:: EXERCISE SET ::
1 > From the asbestos news article below, list every person who is identified by name.
2 > Answer these questions from the article below about the asbestos case:
(a) How old was Neil when he started working for JT Roofing Company Ltd?
(b) At which hospital did Neil pass away?
(c) What product did Neil's work involve using to cover existing roofs?
3 > Decide whether each statement agrees with the asbestos article below. Answer yes or no, and quote the words from the article that decide it.
(a) Neil died of an asbestos-related condition.
(b) Neil received protective equipment while working at JT Roofing Company.
(c) Roger Maddocks heads the asbestos-related disease team in Irwin Mitchell's Newcastle office.

:: SOURCE PASSAGE ::

*** Block opens ***

Home>Breathing Safely>Asbestos Management>Widow wants justice for asbestos death

Widow wants justice for asbestos death

16 August 2018

THE WIDOW of a Newcastle man who was diagnosed with asbestos-related disease before his death has joined with legal experts at Irwin Mitchell to appeal to her husband’s former workmates to come forward and help her gain justice regarding his illness.

Neil Roythorne, 57, from Camperdown, was admitted to hospital in late 2016 after developing symptoms of pancreatitis. Subsequent tests performed confirmed that he had developed both a pleural effusion and pleural thickening thought to have been caused by asbestos exposure.

In February this year, Neil passed away of non-asbestos related conditions at Freeman Hospital.

Before his death, Neil called on specialist asbestos-related disease lawyers at Irwin Mitchell to help him gain answers regarding how he came into contact with the deadly material and whether more could have been done to protect him from the risk of exposure.

With their investigations continuing and his wife Susan, 53, continuing the legal action, the legal team at Irwin Mitchell are keen to hear from anyone who worked with Neil during his time at JT Roofing Company Ltd in the late 1970s and early 1980s and could shed light on the presence of asbestos during a range of projects.

Roger Maddocks, a partner who heads the asbestos-related disease team in Irwin Mitchell’s Newcastle office, said, “This is yet another terrible example of the huge impact that asbestos exposure can have on a person’s health, often many years after the initial exposure to the material is thought to have occurred. 

“Following our instruction from Neil, he informed us of his time at JT Roofing Company and we are keen to learn more about the working conditions he is thought to have faced during his employment with the firm. 

“As such, we would be keen to hear from anyone who not only worked with Neil but could also provide details of the presence of asbestos. Any information could prove absolutely vital to his battle for justice.”

Neil, who leaves two daughters and a step-son, started working for JT Roofing Company Ltd when he was just 19 and was employed between 1979 and 1984.

His wife Susan said: “Before his death, Neil and I spoke about his old working environments. He told me that a lot of his work involved covering existing roofs with a hessian and cold tar product. Most of the time the roofs tended to be corrugated asbestos sheeting and, as they needed to be swept before the product was applied, a lot of dust was generated.

“He was also present when a lot of repairs were carried out and that could have a similar effect. What was really hard to hear was that he was never given any protective equipment during his time there.

“His diagnosis shocked all the family and we are just desperate for answers as to whether more should have been done to prevent his illness and protect him. We sadly couldn’t get justice for Neil while he was alive but we are determined to get it now.

“We would be hugely grateful to anyone who can help us with our legal fight.”

*** Block closes ***

:: EXTRACTED DATA ::
*** Block opens ***

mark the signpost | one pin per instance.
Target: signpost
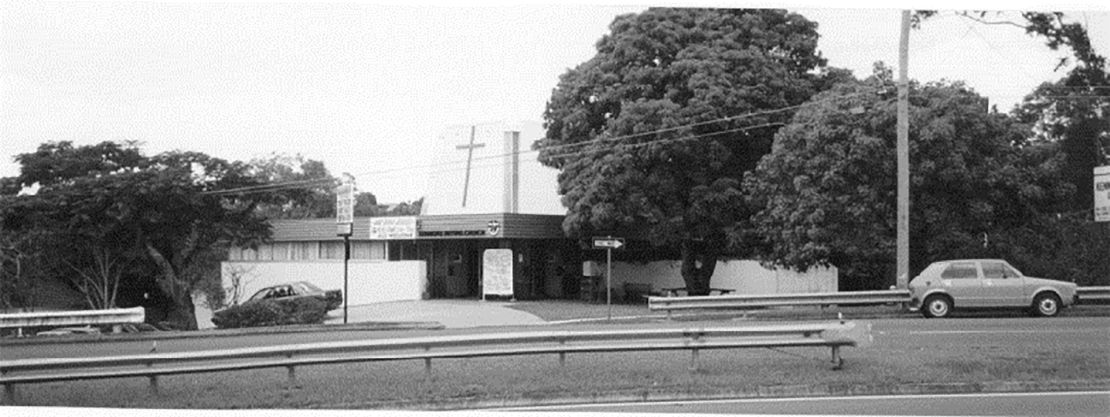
(608, 243)
(1102, 193)
(344, 223)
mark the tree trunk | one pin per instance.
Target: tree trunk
(182, 313)
(699, 261)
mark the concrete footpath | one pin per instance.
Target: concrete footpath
(450, 313)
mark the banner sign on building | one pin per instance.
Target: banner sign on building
(497, 273)
(392, 229)
(1102, 193)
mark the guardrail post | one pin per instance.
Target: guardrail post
(9, 394)
(562, 355)
(427, 363)
(694, 338)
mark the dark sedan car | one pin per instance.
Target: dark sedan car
(298, 290)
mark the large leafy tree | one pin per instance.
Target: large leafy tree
(655, 132)
(1075, 110)
(164, 219)
(302, 189)
(827, 190)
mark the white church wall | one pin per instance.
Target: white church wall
(490, 155)
(744, 276)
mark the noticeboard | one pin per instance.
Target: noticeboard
(497, 273)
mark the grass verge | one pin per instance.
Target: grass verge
(898, 363)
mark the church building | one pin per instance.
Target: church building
(490, 227)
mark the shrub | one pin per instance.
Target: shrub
(272, 313)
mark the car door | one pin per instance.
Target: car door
(1002, 285)
(961, 281)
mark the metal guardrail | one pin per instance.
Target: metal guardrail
(860, 297)
(90, 317)
(833, 335)
(1093, 293)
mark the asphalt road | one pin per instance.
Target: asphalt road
(1016, 404)
(909, 355)
(910, 334)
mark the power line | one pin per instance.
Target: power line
(311, 183)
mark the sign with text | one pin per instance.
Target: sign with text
(344, 203)
(497, 273)
(608, 243)
(1102, 193)
(392, 229)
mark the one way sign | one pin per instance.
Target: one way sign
(608, 243)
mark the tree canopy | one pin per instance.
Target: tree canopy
(107, 206)
(656, 130)
(980, 190)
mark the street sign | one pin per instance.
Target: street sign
(1102, 193)
(608, 243)
(344, 202)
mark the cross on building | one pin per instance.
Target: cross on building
(470, 155)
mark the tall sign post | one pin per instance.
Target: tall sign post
(608, 243)
(344, 222)
(901, 281)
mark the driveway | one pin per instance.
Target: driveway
(451, 313)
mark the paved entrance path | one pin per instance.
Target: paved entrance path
(451, 313)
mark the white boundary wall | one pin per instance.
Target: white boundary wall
(367, 281)
(746, 277)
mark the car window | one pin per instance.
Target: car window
(260, 295)
(995, 271)
(960, 271)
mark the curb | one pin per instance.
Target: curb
(373, 326)
(525, 403)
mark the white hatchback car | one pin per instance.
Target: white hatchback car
(986, 284)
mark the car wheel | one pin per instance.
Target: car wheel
(937, 306)
(1046, 305)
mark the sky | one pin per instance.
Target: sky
(367, 87)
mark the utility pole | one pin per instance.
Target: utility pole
(902, 278)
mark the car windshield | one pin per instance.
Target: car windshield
(309, 287)
(960, 271)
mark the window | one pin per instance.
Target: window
(994, 271)
(281, 251)
(331, 250)
(367, 250)
(960, 271)
(303, 251)
(998, 271)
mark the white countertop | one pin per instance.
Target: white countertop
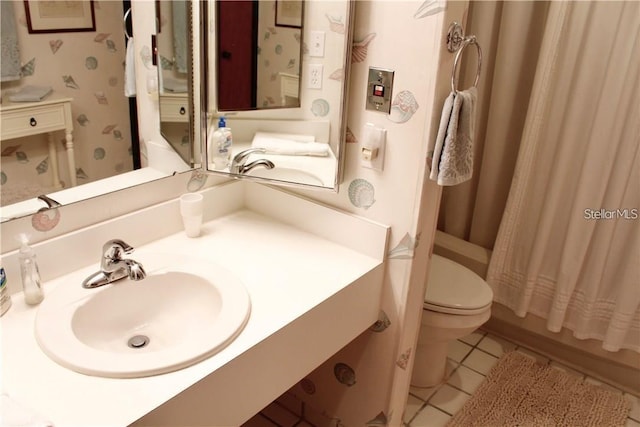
(296, 281)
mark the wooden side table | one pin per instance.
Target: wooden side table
(20, 119)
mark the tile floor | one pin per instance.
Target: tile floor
(470, 359)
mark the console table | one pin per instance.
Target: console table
(19, 119)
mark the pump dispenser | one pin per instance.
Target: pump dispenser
(29, 271)
(220, 148)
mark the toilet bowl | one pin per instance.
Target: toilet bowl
(456, 302)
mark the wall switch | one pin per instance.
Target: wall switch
(314, 80)
(379, 88)
(372, 147)
(316, 44)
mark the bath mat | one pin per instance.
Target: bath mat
(518, 391)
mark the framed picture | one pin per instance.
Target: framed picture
(289, 13)
(50, 16)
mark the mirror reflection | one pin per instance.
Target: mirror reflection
(259, 45)
(299, 139)
(173, 75)
(65, 118)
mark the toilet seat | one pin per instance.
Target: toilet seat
(454, 289)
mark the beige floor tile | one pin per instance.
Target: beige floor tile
(430, 417)
(259, 421)
(458, 350)
(635, 406)
(280, 415)
(449, 399)
(566, 369)
(466, 380)
(413, 406)
(495, 345)
(480, 361)
(423, 393)
(609, 387)
(537, 356)
(473, 338)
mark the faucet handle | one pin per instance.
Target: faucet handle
(114, 248)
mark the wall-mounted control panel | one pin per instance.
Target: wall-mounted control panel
(379, 89)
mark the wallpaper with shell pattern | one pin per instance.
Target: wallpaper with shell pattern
(366, 383)
(85, 66)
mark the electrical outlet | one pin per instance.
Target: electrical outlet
(314, 76)
(316, 44)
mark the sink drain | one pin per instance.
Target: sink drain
(138, 341)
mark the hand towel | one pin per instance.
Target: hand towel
(130, 70)
(276, 144)
(452, 159)
(10, 54)
(14, 414)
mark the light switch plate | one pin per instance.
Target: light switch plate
(372, 147)
(316, 44)
(314, 76)
(379, 88)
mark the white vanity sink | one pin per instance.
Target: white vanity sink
(183, 312)
(286, 174)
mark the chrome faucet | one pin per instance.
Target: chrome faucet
(239, 167)
(113, 267)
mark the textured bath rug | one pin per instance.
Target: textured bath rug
(518, 391)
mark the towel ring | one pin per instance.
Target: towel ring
(124, 23)
(467, 41)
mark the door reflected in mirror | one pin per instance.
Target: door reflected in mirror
(296, 132)
(259, 48)
(172, 40)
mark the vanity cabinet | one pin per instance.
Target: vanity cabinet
(20, 119)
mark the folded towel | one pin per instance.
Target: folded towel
(452, 154)
(30, 94)
(130, 70)
(283, 145)
(175, 85)
(14, 414)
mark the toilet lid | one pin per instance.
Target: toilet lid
(452, 286)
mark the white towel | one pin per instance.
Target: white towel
(283, 145)
(452, 155)
(130, 70)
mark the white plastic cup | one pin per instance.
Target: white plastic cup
(191, 211)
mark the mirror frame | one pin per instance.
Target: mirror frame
(209, 113)
(97, 202)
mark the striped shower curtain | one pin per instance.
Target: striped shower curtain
(568, 246)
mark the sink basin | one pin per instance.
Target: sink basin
(173, 318)
(286, 174)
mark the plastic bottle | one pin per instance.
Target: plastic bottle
(220, 148)
(30, 274)
(5, 298)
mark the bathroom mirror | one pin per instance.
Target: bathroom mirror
(91, 58)
(173, 65)
(259, 48)
(299, 56)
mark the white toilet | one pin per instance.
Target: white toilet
(457, 301)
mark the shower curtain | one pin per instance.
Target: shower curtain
(568, 246)
(510, 34)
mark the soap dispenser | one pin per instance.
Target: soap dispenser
(220, 148)
(30, 274)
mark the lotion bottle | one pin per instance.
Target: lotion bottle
(220, 148)
(30, 273)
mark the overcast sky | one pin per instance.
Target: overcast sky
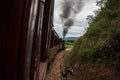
(78, 29)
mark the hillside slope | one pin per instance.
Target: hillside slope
(98, 51)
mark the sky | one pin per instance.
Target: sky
(80, 22)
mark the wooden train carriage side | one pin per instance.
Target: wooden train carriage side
(20, 38)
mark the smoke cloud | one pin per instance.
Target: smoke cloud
(70, 8)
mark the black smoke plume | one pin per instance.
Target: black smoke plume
(69, 10)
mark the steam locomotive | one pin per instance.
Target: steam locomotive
(27, 39)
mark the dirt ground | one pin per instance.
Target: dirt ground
(54, 72)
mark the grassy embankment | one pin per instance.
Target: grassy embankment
(96, 55)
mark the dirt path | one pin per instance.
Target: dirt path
(54, 73)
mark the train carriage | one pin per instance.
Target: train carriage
(25, 38)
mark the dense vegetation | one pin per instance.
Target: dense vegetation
(101, 42)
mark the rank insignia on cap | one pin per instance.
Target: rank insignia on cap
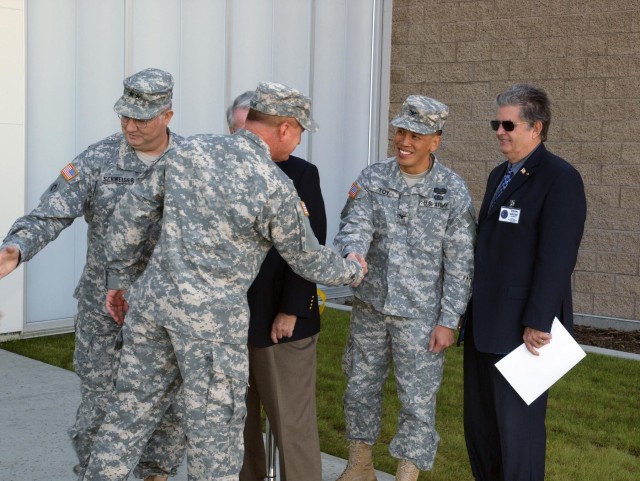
(69, 171)
(304, 208)
(353, 191)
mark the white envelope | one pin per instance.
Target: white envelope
(532, 375)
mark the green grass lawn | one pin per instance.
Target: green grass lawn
(593, 421)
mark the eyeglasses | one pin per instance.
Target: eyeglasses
(140, 123)
(507, 125)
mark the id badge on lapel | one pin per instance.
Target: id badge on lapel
(509, 214)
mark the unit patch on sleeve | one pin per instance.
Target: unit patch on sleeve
(69, 172)
(353, 191)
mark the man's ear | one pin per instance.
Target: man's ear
(436, 143)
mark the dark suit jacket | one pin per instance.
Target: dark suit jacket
(277, 288)
(523, 270)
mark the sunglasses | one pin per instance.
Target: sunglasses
(507, 125)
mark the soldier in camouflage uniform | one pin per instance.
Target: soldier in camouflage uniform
(91, 186)
(413, 220)
(223, 203)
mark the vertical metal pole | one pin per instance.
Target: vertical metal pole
(271, 453)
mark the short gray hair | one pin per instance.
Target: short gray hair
(242, 101)
(533, 101)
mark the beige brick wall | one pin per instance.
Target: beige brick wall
(586, 54)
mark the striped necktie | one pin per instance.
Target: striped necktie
(503, 185)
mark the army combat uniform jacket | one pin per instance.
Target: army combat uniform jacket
(90, 186)
(418, 241)
(212, 244)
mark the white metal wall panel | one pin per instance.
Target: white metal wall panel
(12, 138)
(202, 81)
(51, 142)
(79, 51)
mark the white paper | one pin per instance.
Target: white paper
(532, 375)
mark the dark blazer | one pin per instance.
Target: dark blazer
(523, 270)
(277, 288)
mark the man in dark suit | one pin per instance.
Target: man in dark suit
(283, 333)
(529, 230)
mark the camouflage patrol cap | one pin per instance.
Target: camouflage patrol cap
(146, 94)
(421, 115)
(277, 99)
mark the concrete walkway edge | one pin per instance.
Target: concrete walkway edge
(37, 405)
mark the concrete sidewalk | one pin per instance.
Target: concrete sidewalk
(38, 404)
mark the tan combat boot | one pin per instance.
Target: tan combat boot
(360, 465)
(407, 471)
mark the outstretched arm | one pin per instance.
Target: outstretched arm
(9, 260)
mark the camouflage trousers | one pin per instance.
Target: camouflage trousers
(373, 339)
(96, 359)
(155, 363)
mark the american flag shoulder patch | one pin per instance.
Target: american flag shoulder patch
(69, 171)
(304, 209)
(353, 191)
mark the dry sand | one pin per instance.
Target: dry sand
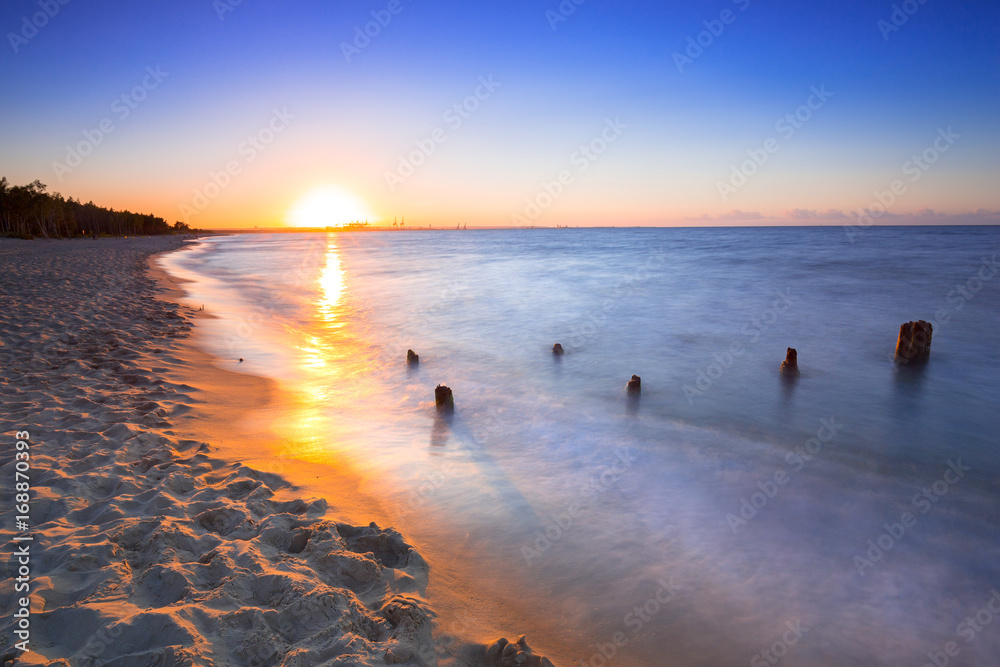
(150, 548)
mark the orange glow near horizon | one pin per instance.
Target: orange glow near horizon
(328, 206)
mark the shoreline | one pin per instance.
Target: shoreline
(252, 408)
(150, 547)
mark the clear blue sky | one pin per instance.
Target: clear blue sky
(675, 144)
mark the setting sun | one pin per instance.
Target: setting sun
(328, 207)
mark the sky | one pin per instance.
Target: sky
(243, 113)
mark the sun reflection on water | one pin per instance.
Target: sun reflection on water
(333, 361)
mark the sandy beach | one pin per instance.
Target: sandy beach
(148, 547)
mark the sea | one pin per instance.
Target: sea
(726, 515)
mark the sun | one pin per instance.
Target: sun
(328, 206)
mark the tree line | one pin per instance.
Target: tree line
(29, 210)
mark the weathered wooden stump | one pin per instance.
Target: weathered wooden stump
(444, 398)
(790, 366)
(914, 342)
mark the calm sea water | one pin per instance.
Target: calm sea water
(849, 518)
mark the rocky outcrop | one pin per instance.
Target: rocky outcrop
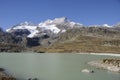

*** Block closes ***

:: RESULTS FOR THE EXERCISE ::
1 > Neil Roythorne, Susan, Roger Maddocks

2 >
(a) 19
(b) Freeman Hospital
(c) A hessian and cold tar product

3 >
(a) No: "Neil passed away of non-asbestos related conditions at Freeman Hospital."
(b) No: "he was never given any protective equipment during his time there."
(c) Yes: "a partner who heads the asbestos-related disease team in Irwin Mitchell’s Newcastle office"